WORK ITEM –
Continue the account of the teacher's first special education parent meeting from the last sentence given, before the listing that follows it.

PASSAGE FOR REVIEW –

The Special Ed department has marked me, along with a few other teachers, as a Golden Child. I've been chosen to plan inclusion teaching (SpEd kids in regular classes with a regular and SpEd teacher working in the room together). I don't know how good I am with those kids, but I make up for shortcomings in volume.
I have been in thousands of SpEd parent meetings, and most of all I remember my very first.
Imagine me as a wee baby Educat. Twenty three years old and just out of college. I am teaching at my alma mater. At the meeting we have myself, my really loud Southern principal, the matronly and patient SpEd teacher, and the child and her parent. The child always looked disoriented to me, like she really was perpetually lost. I have run into her several times over the years and she's kept that look, adding tired and perpetually pregnant to the mix. The father has a similar look (but not pregnant) and I think was the first person on whom I used the phrase "slack jawed".
The meeting goes well. It's a good mix of praising the child's strengths and admonishing her to work harder. The father supports us and by the end, we're happy chatting about the child's possibilites. Daddy tells us how glad he is to send babygirl to Alma Mater because he went there and...well...issa good schoo.

DATA TO EXAMINE –
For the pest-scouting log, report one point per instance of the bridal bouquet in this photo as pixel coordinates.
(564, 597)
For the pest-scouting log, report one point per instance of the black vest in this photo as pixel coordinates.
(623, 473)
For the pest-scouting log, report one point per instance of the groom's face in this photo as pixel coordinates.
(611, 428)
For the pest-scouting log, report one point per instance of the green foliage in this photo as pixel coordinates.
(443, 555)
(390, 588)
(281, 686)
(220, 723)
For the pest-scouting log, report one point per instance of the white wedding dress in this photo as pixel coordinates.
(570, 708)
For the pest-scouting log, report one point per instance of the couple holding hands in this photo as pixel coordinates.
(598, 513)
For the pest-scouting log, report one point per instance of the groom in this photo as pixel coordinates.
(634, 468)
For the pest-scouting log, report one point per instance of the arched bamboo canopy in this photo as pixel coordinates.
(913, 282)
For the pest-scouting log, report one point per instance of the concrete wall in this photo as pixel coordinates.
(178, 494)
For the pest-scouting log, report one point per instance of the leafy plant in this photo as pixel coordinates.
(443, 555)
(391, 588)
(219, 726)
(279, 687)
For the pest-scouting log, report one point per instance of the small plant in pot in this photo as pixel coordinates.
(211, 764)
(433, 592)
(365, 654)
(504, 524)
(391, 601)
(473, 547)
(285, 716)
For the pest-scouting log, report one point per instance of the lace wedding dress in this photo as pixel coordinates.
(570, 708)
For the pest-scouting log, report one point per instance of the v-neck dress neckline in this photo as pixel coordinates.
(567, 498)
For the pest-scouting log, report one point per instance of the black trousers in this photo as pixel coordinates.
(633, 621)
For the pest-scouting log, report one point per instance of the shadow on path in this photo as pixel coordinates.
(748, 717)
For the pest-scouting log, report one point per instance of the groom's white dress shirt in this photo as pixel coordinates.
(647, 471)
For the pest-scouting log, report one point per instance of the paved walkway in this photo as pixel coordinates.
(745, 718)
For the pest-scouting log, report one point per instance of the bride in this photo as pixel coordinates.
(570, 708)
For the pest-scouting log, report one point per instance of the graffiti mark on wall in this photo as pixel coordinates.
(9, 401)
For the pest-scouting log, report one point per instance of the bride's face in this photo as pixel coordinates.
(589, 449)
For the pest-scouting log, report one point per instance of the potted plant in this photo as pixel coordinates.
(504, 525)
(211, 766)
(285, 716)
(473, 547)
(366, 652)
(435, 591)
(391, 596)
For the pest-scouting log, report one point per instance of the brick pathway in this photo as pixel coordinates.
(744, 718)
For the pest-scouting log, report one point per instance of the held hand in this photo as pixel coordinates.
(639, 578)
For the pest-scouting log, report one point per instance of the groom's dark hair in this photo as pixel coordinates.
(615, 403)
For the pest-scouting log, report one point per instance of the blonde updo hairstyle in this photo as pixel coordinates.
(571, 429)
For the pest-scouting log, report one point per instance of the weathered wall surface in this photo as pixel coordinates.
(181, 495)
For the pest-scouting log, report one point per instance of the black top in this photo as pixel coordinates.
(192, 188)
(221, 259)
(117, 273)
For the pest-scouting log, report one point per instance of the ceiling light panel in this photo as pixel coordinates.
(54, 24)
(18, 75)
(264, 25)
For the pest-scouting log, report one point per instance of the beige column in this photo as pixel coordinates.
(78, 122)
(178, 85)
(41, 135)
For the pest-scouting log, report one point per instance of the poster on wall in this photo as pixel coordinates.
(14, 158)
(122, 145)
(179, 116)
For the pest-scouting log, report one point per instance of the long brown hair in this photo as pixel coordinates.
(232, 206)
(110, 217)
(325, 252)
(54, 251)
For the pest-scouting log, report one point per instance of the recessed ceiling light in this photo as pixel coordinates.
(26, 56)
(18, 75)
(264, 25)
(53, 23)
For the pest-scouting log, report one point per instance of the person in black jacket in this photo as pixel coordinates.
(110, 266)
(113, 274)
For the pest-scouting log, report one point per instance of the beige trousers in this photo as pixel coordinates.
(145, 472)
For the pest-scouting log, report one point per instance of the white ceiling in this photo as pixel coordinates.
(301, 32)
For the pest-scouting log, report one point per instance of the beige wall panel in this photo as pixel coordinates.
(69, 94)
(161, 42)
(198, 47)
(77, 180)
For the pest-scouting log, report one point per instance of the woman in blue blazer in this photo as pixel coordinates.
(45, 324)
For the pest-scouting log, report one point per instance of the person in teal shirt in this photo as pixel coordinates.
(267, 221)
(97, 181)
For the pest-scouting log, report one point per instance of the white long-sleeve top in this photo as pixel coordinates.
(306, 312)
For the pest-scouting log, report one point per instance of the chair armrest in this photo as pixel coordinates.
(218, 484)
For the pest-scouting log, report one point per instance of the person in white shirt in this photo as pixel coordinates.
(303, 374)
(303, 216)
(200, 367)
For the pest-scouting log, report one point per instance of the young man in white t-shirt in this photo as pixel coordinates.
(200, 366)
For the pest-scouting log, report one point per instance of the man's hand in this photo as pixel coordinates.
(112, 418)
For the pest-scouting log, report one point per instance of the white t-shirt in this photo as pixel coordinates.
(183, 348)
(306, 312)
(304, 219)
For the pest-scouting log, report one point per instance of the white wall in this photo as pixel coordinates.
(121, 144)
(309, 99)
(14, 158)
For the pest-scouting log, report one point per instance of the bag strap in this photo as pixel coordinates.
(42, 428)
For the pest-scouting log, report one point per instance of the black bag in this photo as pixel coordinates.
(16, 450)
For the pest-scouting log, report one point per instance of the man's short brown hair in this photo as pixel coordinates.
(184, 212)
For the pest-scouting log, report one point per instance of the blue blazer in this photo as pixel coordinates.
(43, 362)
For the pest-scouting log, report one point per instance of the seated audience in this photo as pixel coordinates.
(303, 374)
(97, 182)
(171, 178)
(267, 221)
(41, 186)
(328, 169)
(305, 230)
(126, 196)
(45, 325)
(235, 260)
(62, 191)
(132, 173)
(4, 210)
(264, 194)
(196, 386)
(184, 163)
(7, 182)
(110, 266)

EXERCISE RESPONSE –
"Weeelllll!" Loud Southern Principal yodels, "Ms Educat went to almuh matuh too!!! Mi-uzzz Aeducayt, whut year did yew graduate!?"
I shoot her a look that asks is she really knows where she's driving this car. "Well" (pointedly) "1989."
Get it, lady, I. Would. Not. Have. Known. This. Man. Iwastwentythreeyearsoldandhehasateenager!!!
She, clearly not smoove, goes on. "Mistuh Dauhdy, whut year did yew graduate?"
"Well," Daddy replies, not getting it, "I graduated in sevventy six, but you woulnd'ta knowed me. Ah'z in Special Ed."
Save me. At least I hope I've gotten smoover at these meetings. I plan to blog soon on the story of my most recent one.